━━━━━ EXTRACTED TEXT ━━━━━

Thirty some years ago I was cutting a lot of 1 1/8" fir plywood into pie shaped treads for spiral stair cases, the saw sharpening shop recommended I try one of those new fangled carbide tipped blades. I got a deal on one and still paid over $100, a 1/2 months rent on the shop at the time. 
As I remember it had about a 3/16" kerf, my helper commented, "Cuts great but we are wasting half the plywood.":laughing:


----------



## Al B Thayer (Dec 10, 2011)

FrankC said:


> Thirty some years ago I was cutting a lot of 1 1/8" fir plywood into pie shaped treads for spiral stair cases, the saw sharpening shop recommended I try one of those new fangled carbide tipped blades. I got a deal on one and still paid over $100, a 1/2 months rent on the shop at the time.
> As I remember it had about a 3/16" kerf, my helper commented, "Cuts great but we are wasting half the plywood.":laughing:


Yes that's true. I feel the thinner kerf is a trade off in smoothness but I'm playing the game.

Al


----------



## TimPa (Jan 27, 2010)

i prefer full kerf blades (~.125) in the miter saws for stiffness, 12" or otherwise - because there is often blade flex in thin kerfs especially when an angled cut is made.


----------

━━━━━

• WHAT YOU HAVE TO DO:
Answer these from the saw blade thread:
1. How much did the carbide tipped blade for cutting stair treads cost?
2. What does Al B Thayer say the thinner kerf trades off?
3. What kerf does TimPa prefer for miter saws, and for what reason?

━━━━━ STORED ROWS ━━━━━

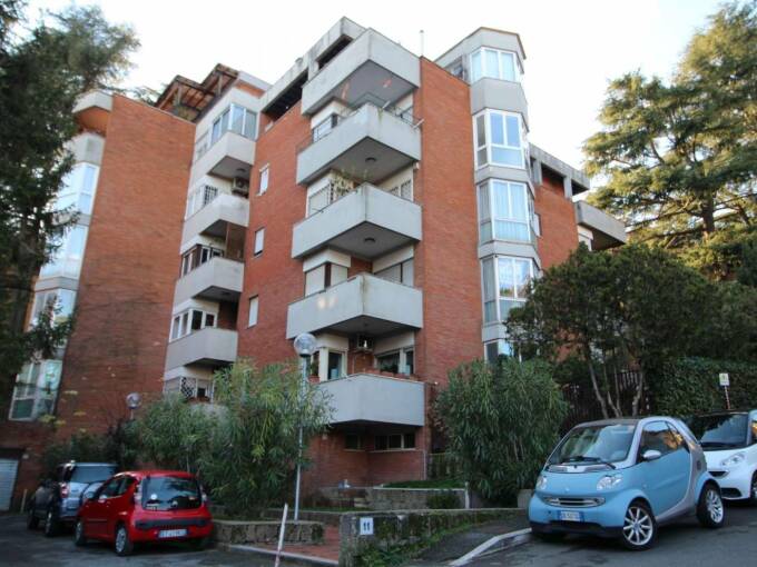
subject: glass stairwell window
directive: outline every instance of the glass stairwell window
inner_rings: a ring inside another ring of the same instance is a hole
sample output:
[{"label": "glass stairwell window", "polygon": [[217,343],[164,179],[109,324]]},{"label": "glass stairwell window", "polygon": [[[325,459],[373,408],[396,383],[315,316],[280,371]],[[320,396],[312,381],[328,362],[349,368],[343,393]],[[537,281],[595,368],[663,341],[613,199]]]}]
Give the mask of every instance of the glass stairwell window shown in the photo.
[{"label": "glass stairwell window", "polygon": [[41,360],[23,366],[16,377],[10,419],[32,420],[51,415],[60,385],[60,360]]},{"label": "glass stairwell window", "polygon": [[484,110],[473,119],[475,167],[525,169],[525,128],[518,113]]},{"label": "glass stairwell window", "polygon": [[492,179],[479,186],[481,242],[531,242],[533,199],[525,183]]},{"label": "glass stairwell window", "polygon": [[481,262],[484,322],[504,321],[514,307],[528,299],[534,278],[533,260],[511,256],[486,258]]}]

━━━━━

• RESPONSE FOR THIS EXERCISE:
1. Over $100, half a month's rent on the shop at the time.
2. Smoothness.
3. Full kerf blades (~.125), for stiffness.